Starting at the line below that contains "Target: gravel ground", print each line through the end of the records exactly as it appears.

_Exercise input_:
— BEGIN —
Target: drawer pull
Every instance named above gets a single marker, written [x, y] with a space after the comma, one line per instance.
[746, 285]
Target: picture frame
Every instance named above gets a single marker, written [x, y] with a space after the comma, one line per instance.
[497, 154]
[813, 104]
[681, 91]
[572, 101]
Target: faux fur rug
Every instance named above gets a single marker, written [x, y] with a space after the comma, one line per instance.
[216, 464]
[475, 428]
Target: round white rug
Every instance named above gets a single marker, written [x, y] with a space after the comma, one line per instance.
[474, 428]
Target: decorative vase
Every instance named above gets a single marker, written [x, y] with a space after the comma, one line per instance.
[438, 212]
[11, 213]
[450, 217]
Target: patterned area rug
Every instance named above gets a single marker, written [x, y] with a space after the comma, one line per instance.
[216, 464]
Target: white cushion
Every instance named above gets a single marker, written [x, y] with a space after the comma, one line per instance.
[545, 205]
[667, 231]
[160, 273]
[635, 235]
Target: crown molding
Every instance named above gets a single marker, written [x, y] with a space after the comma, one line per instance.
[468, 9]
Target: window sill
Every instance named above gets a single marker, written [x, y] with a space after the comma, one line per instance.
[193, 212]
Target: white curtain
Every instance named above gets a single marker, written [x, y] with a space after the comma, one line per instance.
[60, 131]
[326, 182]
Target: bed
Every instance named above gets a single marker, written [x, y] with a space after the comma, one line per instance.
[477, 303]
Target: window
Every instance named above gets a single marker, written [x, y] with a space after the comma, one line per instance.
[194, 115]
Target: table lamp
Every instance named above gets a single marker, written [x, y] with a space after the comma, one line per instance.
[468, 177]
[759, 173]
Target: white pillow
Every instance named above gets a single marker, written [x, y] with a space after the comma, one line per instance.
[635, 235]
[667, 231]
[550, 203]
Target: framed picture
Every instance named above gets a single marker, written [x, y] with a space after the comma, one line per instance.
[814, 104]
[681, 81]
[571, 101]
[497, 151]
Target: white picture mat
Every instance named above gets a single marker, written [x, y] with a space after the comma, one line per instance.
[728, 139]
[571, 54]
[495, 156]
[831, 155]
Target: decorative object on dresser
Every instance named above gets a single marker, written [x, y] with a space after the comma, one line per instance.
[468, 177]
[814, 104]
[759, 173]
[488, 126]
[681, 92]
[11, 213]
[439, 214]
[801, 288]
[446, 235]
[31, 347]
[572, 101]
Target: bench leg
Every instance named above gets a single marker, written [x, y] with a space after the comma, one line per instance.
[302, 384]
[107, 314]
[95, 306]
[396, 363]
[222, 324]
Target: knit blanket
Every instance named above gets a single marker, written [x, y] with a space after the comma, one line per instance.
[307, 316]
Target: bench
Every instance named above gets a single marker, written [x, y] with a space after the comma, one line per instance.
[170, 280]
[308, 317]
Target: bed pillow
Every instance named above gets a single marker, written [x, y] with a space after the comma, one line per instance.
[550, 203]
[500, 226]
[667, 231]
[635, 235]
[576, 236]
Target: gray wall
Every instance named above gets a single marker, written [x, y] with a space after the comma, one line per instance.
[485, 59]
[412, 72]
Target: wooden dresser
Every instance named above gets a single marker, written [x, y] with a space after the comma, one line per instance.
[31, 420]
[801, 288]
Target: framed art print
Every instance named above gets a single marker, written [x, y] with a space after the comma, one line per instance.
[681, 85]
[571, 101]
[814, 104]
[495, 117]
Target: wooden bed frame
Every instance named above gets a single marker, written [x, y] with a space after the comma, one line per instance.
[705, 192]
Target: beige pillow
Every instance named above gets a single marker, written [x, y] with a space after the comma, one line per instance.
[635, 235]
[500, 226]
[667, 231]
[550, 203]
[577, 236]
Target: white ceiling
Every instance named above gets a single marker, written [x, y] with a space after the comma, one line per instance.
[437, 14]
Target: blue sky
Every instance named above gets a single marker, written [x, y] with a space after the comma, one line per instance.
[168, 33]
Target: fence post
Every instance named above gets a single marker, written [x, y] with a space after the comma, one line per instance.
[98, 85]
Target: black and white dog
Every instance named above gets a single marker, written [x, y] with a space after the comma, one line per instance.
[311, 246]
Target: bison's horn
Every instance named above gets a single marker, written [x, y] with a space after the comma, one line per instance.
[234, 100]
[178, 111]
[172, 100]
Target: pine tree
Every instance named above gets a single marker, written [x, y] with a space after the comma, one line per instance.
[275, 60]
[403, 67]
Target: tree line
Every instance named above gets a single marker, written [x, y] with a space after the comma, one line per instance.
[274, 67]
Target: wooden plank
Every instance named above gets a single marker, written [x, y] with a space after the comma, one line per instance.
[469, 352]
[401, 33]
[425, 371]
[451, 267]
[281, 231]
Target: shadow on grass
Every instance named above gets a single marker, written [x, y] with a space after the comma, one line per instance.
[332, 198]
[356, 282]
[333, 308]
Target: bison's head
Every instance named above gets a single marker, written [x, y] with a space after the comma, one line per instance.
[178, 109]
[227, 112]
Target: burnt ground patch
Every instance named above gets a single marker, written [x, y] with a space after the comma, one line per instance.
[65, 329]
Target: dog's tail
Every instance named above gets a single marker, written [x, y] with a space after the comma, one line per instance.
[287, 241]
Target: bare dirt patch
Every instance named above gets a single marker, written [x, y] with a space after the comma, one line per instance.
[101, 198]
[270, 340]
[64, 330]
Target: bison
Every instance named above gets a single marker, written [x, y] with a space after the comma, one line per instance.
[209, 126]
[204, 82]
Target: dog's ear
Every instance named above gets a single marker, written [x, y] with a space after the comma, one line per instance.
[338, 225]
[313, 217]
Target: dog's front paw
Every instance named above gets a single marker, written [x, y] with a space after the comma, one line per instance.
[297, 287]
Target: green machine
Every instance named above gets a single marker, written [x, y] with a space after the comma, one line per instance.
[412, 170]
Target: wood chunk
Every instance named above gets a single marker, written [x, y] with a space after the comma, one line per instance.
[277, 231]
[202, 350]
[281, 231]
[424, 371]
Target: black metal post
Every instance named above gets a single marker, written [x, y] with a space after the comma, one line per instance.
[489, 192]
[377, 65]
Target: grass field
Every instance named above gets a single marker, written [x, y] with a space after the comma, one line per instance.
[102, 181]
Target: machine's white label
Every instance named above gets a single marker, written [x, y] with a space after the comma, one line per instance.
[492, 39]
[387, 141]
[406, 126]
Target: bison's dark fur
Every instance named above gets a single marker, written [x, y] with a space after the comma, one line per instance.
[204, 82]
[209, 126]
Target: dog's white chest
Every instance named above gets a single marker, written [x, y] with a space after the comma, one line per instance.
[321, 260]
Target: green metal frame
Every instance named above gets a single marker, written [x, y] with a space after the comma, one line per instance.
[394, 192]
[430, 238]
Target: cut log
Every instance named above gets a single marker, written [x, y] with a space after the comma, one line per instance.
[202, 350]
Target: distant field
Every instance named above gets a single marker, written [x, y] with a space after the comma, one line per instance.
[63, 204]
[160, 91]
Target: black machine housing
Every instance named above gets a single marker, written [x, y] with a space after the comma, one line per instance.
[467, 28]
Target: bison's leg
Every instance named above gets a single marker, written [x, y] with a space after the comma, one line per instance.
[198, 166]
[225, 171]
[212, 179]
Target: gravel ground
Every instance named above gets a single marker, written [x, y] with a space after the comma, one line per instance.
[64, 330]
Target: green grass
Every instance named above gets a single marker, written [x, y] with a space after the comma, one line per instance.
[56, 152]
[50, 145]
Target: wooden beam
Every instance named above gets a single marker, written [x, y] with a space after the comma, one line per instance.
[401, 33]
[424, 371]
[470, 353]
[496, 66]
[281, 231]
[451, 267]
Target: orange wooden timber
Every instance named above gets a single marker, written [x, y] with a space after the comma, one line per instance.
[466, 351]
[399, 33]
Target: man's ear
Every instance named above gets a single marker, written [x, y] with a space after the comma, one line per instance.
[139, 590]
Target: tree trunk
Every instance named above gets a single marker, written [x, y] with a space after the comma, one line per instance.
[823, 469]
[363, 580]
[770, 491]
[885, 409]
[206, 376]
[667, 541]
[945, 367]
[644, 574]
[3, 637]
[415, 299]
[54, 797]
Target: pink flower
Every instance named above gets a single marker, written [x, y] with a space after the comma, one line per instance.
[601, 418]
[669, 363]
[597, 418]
— END —
_The response_:
Target: gravel ground
Every instance named above gets a single marker, written [x, y] with a space after the comma, one line per instance.
[64, 330]
Target: green grass
Every instance named above gets a single marker, written [x, y] with a space after the comma, one line per instance.
[56, 152]
[50, 145]
Target: wooden beam
Every instance named above gets a single marker, written [x, y] with a space after the comma, one line per instance.
[401, 33]
[424, 371]
[470, 353]
[496, 66]
[281, 231]
[451, 267]
Target: orange wooden timber
Every instance named above gets a single marker, written [x, y] with a space after the comma, one line per instance.
[466, 351]
[399, 33]
Target: man's ear
Every instance named above gets a single marker, written [x, y] with a space after the comma, one line per instance.
[139, 590]
Target: tree trunk
Every instance named above gets a single marker, written [x, y] with a space after the comma, one line per instance.
[823, 469]
[363, 580]
[770, 491]
[885, 409]
[206, 376]
[667, 541]
[945, 367]
[644, 574]
[3, 637]
[415, 299]
[54, 797]
Target: pink flower
Every instance named above gets a single marker, written [x, y] with a space after the comma, one line per instance.
[601, 418]
[669, 363]
[597, 418]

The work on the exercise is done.